TEXT TO READ:
---

The only possible real eigenvalues are $\pm 1$, in which case the eigenvectors can be chosen to be real as well; this corresponds to $\cos \phi = \pm 1$, and your cases $id$ and $-id$.

If $v = x + i y$ is an eigenvector for a non-real eigenvalue $\lambda = a + b i$, then $\overline{v} = x - i y$ is an eigenvector for $\overline{\lambda} = a - b i$. Thus the eigenspaces for complex eigenvalues pair up.

---

SUPPLIED RECORDS:
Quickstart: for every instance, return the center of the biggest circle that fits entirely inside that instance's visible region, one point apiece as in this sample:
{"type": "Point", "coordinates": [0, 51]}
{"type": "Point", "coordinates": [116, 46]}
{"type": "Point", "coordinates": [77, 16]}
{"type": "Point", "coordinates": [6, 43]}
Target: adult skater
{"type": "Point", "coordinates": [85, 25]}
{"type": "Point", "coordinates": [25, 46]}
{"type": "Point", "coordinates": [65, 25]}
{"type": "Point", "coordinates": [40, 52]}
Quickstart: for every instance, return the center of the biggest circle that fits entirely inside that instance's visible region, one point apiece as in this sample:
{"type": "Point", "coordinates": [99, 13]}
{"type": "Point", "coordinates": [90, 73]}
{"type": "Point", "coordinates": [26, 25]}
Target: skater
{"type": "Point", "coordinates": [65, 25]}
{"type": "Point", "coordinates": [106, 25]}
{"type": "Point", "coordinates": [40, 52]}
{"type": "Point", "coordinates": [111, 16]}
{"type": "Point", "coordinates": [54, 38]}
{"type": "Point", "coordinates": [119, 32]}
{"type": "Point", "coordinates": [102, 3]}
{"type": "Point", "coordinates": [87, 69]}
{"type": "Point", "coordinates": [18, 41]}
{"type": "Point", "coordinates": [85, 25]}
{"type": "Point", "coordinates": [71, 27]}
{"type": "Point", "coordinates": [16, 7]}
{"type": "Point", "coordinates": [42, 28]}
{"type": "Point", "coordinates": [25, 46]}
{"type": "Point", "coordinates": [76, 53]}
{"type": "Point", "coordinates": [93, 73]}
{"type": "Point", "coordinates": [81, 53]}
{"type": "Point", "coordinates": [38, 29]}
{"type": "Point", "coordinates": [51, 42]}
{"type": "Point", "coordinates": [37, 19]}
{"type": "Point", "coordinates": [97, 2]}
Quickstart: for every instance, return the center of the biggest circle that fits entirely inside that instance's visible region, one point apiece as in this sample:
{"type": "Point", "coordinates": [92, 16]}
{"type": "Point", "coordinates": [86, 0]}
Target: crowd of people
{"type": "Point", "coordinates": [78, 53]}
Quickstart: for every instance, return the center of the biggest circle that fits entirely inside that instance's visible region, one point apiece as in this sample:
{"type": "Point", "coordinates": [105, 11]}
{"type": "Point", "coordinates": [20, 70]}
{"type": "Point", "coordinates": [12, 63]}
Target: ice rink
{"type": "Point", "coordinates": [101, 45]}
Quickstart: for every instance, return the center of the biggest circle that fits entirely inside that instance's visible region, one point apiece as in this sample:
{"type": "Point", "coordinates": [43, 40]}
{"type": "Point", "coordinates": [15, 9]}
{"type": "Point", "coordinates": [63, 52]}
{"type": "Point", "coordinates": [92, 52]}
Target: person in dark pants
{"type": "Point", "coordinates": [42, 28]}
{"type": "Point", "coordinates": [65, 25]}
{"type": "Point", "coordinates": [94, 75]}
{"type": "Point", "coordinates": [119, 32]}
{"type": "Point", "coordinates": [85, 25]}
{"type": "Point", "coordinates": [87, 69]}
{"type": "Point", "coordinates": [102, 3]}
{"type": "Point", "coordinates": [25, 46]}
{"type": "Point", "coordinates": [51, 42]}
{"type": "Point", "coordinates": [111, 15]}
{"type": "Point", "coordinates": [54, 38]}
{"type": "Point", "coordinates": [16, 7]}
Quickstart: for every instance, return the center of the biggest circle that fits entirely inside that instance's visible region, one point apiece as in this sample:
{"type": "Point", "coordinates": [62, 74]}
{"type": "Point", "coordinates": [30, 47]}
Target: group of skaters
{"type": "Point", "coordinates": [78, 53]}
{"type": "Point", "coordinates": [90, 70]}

---

SHORT PROBLEM 1:
Reproduce the eigenvalue passage from "The only possible" up to and including "cases $id$ and $-id$.", switching "cases" to "situations".
SHORT PROBLEM 2:
According to the eigenvalue passage, what are the only possible real eigenvalues?

WRITTEN ANSWER 1:
The only possible real eigenvalues are $\pm 1$, in which case the eigenvectors can be chosen to be real as well; this corresponds to $\cos \phi = \pm 1$, and your situations $id$ and $-id$.

WRITTEN ANSWER 2:
$\pm 1$